■ EXERCISE DESCRIPTION
Your answer should be the exact lines of the data below from the one containing "Target: black wetsuit" through the one containing "Target: board deck"; please include nothing else.

[Data entries]
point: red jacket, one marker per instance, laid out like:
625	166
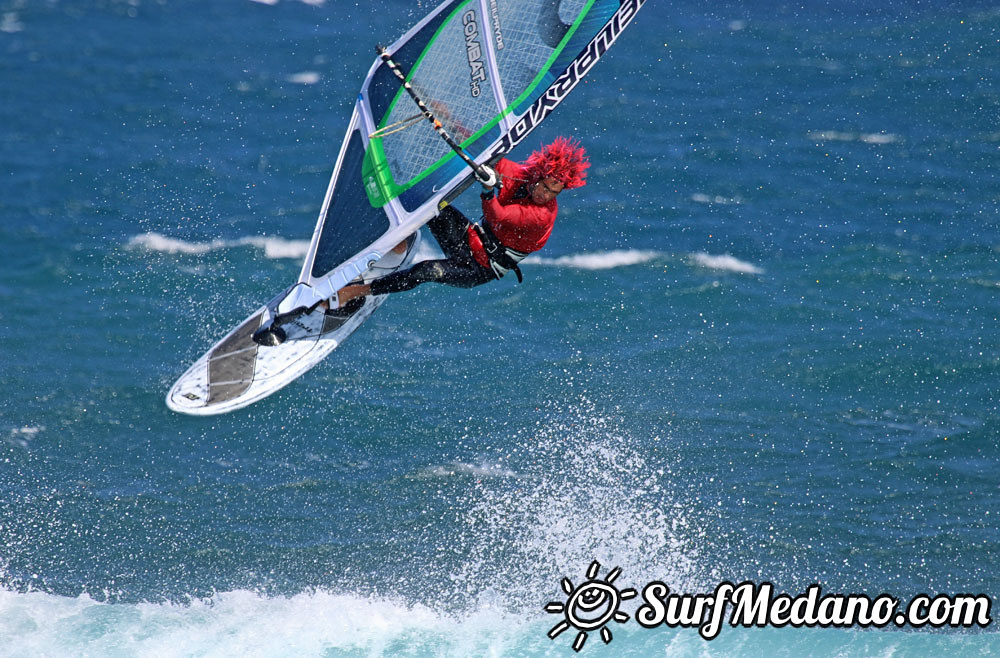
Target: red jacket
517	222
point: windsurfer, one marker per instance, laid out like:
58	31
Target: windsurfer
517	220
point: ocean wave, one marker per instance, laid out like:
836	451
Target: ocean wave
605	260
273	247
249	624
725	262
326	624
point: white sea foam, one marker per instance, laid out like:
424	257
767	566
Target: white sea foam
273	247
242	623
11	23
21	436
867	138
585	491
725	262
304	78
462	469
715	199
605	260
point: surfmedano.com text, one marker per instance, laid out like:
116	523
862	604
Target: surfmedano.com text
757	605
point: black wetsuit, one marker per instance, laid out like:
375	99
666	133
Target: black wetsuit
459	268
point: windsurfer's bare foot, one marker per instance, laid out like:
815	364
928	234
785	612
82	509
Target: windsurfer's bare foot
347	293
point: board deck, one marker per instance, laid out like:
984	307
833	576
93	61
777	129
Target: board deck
--
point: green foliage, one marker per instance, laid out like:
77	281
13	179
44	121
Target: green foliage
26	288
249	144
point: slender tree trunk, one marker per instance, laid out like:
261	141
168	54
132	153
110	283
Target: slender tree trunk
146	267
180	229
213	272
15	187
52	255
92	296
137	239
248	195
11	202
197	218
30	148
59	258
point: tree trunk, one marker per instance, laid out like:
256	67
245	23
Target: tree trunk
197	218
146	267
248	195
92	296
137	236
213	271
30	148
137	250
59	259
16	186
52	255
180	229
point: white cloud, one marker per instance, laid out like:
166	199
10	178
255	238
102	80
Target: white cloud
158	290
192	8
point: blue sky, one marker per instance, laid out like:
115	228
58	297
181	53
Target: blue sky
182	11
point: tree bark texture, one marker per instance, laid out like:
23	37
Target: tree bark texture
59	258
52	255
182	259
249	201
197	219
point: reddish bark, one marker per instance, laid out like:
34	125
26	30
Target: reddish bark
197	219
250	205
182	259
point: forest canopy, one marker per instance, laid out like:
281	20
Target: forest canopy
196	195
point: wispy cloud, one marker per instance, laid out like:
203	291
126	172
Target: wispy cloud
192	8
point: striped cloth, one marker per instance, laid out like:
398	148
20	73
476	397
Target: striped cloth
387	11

■ RESULT OF THE EXERCISE
Target: black wetsuit
459	268
point: windsurfer's bare foot, one marker per instance, laid out like:
815	364
928	234
785	612
82	509
Target: windsurfer's bare foot
347	293
point: board deck, one marker per instance, laid out like:
984	307
833	576
93	61
777	129
Target: board deck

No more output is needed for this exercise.